◆ **The task**: Reproduce each of the following rows verbatim, without changing any character.

(Dataset rows)

------------------------------------------------------------

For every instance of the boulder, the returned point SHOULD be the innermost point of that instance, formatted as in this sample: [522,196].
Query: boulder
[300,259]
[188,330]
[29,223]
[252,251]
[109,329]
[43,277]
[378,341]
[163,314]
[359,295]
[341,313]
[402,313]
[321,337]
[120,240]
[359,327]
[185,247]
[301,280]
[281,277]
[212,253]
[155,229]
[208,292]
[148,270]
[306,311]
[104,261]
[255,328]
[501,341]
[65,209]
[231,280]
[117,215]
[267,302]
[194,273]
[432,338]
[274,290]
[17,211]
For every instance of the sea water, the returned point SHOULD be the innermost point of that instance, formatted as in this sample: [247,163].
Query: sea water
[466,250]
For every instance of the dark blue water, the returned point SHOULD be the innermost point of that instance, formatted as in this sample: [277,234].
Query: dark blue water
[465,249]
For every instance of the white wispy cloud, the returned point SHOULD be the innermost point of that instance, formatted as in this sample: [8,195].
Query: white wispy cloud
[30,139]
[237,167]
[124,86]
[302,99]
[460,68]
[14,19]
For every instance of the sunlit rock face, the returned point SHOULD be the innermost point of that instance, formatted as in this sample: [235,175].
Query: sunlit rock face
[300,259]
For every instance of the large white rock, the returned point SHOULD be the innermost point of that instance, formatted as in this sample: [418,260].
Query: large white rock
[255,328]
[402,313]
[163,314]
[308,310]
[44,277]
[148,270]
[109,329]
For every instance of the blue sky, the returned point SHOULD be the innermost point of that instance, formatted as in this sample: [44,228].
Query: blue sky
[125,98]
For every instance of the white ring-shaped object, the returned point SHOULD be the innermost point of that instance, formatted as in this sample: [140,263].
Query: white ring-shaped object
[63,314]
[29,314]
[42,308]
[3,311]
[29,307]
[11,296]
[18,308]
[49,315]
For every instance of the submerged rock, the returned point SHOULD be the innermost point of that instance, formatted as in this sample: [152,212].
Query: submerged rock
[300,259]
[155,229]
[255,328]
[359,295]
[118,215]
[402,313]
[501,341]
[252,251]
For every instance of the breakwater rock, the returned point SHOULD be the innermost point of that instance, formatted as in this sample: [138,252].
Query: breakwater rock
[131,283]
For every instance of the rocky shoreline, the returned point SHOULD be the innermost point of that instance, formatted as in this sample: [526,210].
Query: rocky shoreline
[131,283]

------------------------------------------------------------

◆ **Written response**:
For every instance of the boulder, the returned point SHOULD be the innermost point of that instance, formatted as in this sample: [522,196].
Query: boulder
[300,259]
[188,330]
[29,223]
[252,251]
[109,329]
[43,277]
[378,341]
[163,314]
[359,295]
[341,313]
[402,313]
[321,337]
[120,240]
[359,327]
[185,247]
[301,280]
[281,277]
[212,253]
[155,229]
[208,292]
[148,270]
[306,311]
[104,261]
[255,328]
[501,341]
[65,209]
[231,280]
[117,215]
[267,302]
[194,273]
[432,338]
[274,290]
[17,211]
For every instance of the sea water, the returned point SHOULD be the innermost point of that instance, formatted as in this sample: [247,163].
Query: sea water
[466,250]
For every instance of the dark blue water, the returned point SHOULD be the innermost point of that instance, formatted as in this sample: [277,234].
Query: dark blue water
[465,249]
For every instance of the white wispy cloud, the returned point SHOULD be the innermost point of that instance, formatted as in this sample: [8,195].
Query: white wispy cloud
[30,139]
[237,167]
[124,86]
[302,99]
[460,68]
[14,19]
For every instance of the sunlit rock face, the returned point SHOULD be the innermost point of that instance, formatted as in this sample: [235,175].
Query: sunlit rock face
[300,259]
For every instance of the large white rock, the returned point SHOULD be the innermost point of that instance, formatted as in this sample: [418,260].
Query: large white rock
[255,328]
[402,313]
[163,314]
[308,310]
[44,277]
[148,270]
[109,329]
For every instance of the blue sky, the returned point SHOULD be the innermost point of that instance, formatted as in this sample: [44,228].
Query: blue sky
[125,98]
For every instance of the white ring-shaped object, the returned point SHOULD be the innermost point of that instance, formatted as in this sample: [140,263].
Query: white ring-shaped object
[63,314]
[29,314]
[42,308]
[3,311]
[29,307]
[11,296]
[18,308]
[49,315]
For every instance of the submerged rock, the returned point SHOULD be the innermost point of that instance, formatted as in this sample: [152,212].
Query: submerged rock
[300,259]
[155,229]
[255,328]
[359,295]
[118,215]
[402,313]
[501,341]
[252,251]
For every instance of the breakwater rock, the returned point SHOULD be the innermost point of that instance, formatted as in this sample: [138,252].
Query: breakwater rock
[131,283]
For every instance of the rocky shoreline, the returned point SHOULD be the innermost point of that instance, formatted as in this sample: [526,210].
Query: rocky shoreline
[131,283]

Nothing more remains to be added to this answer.